Records contained in a dataset

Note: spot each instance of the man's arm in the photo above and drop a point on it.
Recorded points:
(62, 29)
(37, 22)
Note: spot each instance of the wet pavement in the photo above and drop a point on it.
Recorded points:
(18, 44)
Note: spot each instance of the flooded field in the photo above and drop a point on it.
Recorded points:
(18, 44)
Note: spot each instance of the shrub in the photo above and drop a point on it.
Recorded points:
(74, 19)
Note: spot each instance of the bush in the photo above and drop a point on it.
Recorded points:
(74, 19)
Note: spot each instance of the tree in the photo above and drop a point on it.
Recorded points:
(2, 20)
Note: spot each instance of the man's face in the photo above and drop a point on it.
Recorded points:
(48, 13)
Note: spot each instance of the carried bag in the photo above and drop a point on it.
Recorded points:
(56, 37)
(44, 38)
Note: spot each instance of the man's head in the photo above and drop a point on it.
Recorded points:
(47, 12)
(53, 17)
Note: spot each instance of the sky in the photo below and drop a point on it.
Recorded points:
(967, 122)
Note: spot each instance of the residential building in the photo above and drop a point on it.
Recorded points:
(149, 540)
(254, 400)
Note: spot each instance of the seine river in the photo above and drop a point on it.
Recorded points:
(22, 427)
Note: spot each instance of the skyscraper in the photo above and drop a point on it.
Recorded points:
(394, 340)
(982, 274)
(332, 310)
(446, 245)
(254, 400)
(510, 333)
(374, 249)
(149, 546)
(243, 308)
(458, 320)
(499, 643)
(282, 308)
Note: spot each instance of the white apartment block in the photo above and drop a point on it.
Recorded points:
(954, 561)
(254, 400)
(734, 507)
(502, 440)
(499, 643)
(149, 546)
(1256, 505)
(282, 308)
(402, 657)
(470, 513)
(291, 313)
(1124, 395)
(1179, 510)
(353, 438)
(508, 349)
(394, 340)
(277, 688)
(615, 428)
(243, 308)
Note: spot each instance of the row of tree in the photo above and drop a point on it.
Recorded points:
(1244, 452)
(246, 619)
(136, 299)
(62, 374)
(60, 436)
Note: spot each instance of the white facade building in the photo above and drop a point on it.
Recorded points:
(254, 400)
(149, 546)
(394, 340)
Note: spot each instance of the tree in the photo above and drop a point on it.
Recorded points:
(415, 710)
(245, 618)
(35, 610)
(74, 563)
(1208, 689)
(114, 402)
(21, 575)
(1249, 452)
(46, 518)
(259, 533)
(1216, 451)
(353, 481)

**Your assignment**: Each entry in the data must be copied exactly.

**Response**:
Note: spot each instance of the man's arm in the photo above and drop a point on it.
Recorded points:
(62, 29)
(37, 22)
Note: spot each instance of the wet pavement in the photo above and drop a point on it.
Recorded points:
(18, 44)
Note: spot each instance of the flooded field in the photo above and drop a point on it.
Recorded points:
(18, 44)
Note: spot each instance of the shrub in the photo above and drop a point on it.
Recorded points:
(74, 19)
Note: spot each instance of the bush in the photo above and drop a point on it.
Recorded points:
(74, 19)
Note: spot each instance of the tree in the photo above and drop a point on it.
Recorded points:
(2, 20)
Note: spot each instance of the man's face in the photo above and drop a point on it.
Recorded points:
(48, 13)
Note: spot each instance of the carried bag in the photo above and drop a point on it.
Recorded points:
(56, 37)
(44, 38)
Note: spot each instance of the man's head in the photo above and drop a point on it.
Recorded points:
(47, 12)
(53, 17)
Note: spot each instance of the sky in the photo below and drop a point on it.
Recorded points:
(967, 122)
Note: spot each instance of the residential building in the photo above and drop a point on it.
Recorded points:
(149, 540)
(254, 400)
Note: spot each instance of the seine river in the photo above and drop a point on it.
Recorded points:
(22, 427)
Note: spot each instance of the skyscraper in the photo above and drop a point on it.
Recorded points:
(394, 340)
(982, 274)
(332, 310)
(446, 245)
(254, 400)
(510, 333)
(374, 249)
(149, 546)
(243, 308)
(458, 320)
(499, 643)
(282, 308)
Note: spot each instance of the white apartment block in the photo above and drop a point on it.
Recorded points:
(954, 561)
(254, 400)
(734, 507)
(502, 440)
(499, 643)
(149, 546)
(1256, 505)
(282, 308)
(402, 657)
(470, 513)
(291, 313)
(1124, 395)
(1179, 510)
(353, 438)
(508, 349)
(394, 340)
(277, 688)
(615, 428)
(243, 308)
Note: spot each instance of the row of tree in the photo above and drop a point on it.
Recorded points:
(1244, 452)
(246, 619)
(136, 299)
(62, 374)
(60, 436)
Note: spot each instance of the white facade building in the photo above and drop a point on it.
Recorded points:
(254, 400)
(149, 546)
(394, 340)
Note: spot each instance of the tree in the photo above and drop a point on it.
Recorded points:
(415, 710)
(245, 618)
(35, 610)
(74, 563)
(1208, 689)
(114, 402)
(21, 575)
(1249, 452)
(46, 518)
(259, 533)
(1216, 451)
(353, 481)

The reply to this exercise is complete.